*** RECORDED DATA

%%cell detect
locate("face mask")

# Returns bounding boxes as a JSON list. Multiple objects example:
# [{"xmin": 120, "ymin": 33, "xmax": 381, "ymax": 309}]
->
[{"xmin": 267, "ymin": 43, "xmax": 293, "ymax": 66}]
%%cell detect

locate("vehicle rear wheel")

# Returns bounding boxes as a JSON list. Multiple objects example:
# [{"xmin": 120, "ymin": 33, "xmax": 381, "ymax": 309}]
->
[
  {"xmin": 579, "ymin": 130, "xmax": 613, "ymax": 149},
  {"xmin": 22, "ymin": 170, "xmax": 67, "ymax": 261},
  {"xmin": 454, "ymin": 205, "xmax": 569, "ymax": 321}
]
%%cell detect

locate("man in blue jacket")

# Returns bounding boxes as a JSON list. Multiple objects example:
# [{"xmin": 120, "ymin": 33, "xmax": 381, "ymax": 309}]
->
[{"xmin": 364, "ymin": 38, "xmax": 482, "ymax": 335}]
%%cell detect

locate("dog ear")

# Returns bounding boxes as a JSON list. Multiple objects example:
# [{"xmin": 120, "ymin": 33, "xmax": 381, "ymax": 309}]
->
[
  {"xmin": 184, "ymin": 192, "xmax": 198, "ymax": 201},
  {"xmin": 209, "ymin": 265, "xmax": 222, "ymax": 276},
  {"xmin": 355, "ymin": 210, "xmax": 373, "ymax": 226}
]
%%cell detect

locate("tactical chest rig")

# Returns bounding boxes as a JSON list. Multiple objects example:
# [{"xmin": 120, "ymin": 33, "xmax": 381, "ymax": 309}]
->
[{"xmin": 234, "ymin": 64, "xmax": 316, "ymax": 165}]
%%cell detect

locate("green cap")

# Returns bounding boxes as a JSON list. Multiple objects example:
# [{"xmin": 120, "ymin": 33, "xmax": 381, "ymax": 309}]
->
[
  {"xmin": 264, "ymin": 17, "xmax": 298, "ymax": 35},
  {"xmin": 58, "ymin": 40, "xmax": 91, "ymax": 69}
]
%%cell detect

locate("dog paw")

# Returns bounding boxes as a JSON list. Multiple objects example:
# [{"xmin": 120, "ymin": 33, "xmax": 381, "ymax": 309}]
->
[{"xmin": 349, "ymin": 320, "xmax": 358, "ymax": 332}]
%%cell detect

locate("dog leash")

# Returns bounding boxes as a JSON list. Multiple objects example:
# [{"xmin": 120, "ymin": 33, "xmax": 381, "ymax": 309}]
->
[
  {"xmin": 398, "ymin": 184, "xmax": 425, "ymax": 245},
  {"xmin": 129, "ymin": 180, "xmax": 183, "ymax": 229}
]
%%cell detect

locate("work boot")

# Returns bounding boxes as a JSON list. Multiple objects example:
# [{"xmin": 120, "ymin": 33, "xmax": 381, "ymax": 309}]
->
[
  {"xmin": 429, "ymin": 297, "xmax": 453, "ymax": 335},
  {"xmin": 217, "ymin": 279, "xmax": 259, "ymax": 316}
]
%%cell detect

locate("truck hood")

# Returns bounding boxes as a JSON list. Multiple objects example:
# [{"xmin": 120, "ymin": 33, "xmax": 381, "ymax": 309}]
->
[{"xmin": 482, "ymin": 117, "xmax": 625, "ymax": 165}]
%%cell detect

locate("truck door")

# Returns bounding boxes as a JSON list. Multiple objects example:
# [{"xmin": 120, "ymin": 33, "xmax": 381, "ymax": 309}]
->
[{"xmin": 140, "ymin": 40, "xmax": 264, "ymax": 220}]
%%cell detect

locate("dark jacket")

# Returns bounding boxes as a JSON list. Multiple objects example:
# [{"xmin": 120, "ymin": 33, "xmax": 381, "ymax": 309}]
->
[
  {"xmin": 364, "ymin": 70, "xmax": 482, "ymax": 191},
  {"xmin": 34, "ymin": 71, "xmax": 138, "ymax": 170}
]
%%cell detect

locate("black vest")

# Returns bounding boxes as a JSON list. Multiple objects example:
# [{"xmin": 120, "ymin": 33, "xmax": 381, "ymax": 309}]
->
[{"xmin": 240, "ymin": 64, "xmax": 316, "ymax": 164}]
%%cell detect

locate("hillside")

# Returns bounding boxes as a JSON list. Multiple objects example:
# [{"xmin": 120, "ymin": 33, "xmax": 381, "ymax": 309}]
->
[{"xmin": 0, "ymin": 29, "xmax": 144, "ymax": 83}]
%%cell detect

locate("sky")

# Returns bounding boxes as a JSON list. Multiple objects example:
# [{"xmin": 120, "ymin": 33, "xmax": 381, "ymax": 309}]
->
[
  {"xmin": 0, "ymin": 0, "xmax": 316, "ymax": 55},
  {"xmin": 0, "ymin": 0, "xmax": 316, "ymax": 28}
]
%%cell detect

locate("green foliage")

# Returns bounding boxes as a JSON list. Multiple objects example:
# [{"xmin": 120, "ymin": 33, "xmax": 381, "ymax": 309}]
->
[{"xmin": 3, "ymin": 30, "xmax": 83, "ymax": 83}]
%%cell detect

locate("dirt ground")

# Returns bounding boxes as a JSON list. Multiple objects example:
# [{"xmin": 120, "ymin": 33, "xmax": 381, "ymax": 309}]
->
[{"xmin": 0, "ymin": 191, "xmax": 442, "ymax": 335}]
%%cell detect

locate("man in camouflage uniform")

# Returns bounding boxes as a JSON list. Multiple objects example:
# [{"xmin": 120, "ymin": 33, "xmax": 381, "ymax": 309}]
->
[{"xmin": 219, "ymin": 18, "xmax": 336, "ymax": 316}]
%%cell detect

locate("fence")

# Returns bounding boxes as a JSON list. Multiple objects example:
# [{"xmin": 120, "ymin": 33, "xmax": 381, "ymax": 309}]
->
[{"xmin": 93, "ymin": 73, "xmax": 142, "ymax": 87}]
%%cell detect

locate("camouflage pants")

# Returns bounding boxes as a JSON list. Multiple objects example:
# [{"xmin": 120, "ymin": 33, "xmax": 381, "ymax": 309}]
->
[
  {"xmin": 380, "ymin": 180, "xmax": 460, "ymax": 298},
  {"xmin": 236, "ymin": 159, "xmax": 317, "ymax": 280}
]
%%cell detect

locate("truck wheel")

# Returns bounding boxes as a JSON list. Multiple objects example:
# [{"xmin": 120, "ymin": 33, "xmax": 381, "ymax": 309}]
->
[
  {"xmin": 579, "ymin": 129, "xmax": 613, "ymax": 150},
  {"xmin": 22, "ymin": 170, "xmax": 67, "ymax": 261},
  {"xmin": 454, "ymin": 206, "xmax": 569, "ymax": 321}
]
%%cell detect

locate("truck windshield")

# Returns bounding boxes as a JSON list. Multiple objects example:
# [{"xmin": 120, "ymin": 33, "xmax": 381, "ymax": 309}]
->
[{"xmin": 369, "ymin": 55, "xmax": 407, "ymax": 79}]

******

How many lines in the rows above contain the string "green", with case taken into account? Reply with the number only.

= EXERCISE RESULT =
2